━━ Records to process ━━

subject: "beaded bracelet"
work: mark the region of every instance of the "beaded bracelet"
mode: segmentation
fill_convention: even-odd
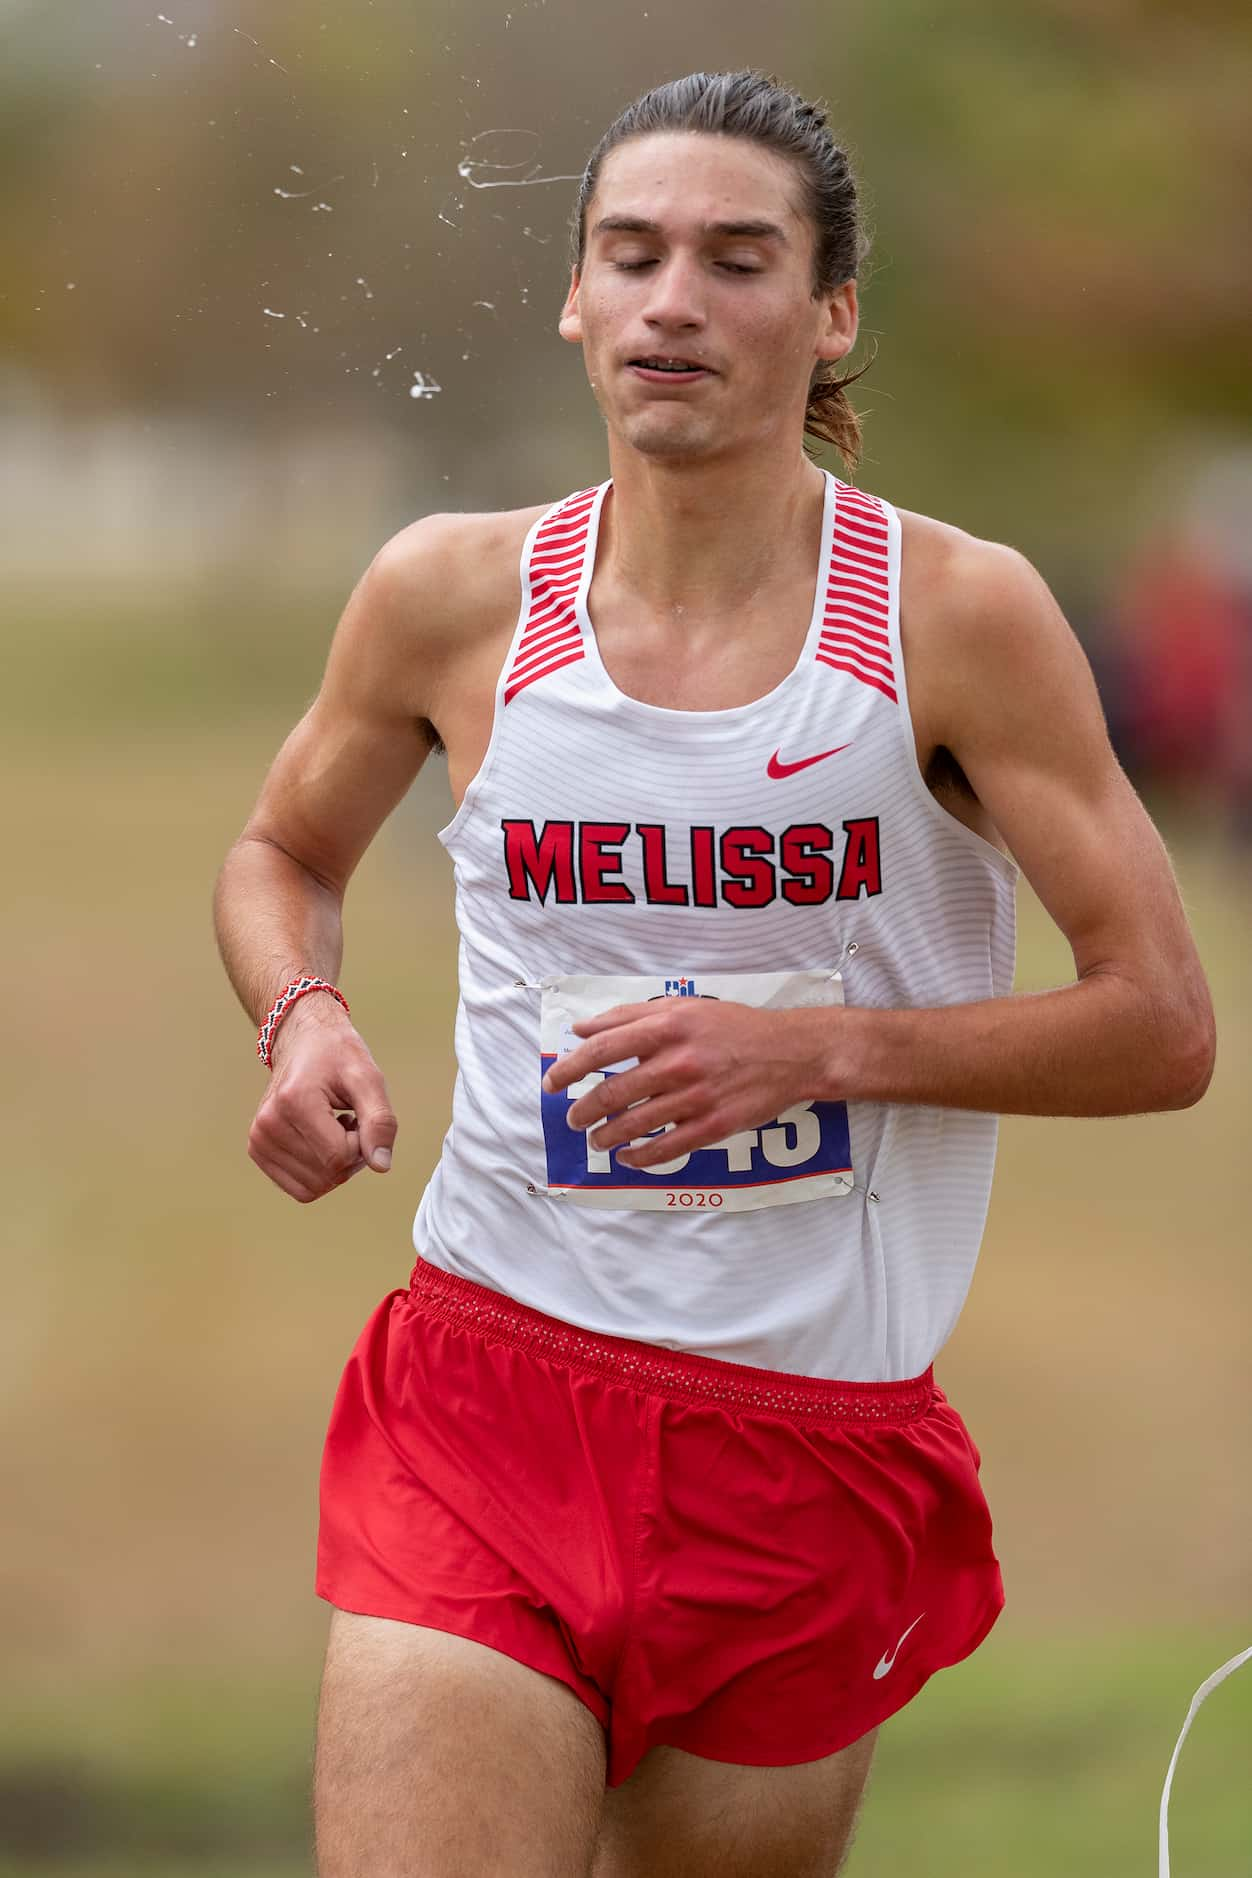
[[[278,1029],[283,1017],[291,1009],[292,1005],[295,1004],[298,999],[307,997],[310,991],[329,991],[331,997],[338,998],[344,1010],[348,1011],[348,1000],[344,997],[343,992],[337,990],[335,986],[328,983],[325,978],[315,978],[311,972],[303,972],[299,978],[293,978],[289,985],[283,986],[283,989],[279,992],[273,1004],[266,1012],[265,1022],[257,1032],[256,1053],[264,1063],[266,1069],[273,1068],[273,1064],[270,1062],[270,1052],[274,1041],[274,1032]],[[348,1011],[348,1015],[351,1016],[352,1013]]]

━━━

Pick out every line above that holds the word "beaded" and copy it.

* Answer section
subject: "beaded bracelet"
work: mark the region of every instance of the "beaded bracelet"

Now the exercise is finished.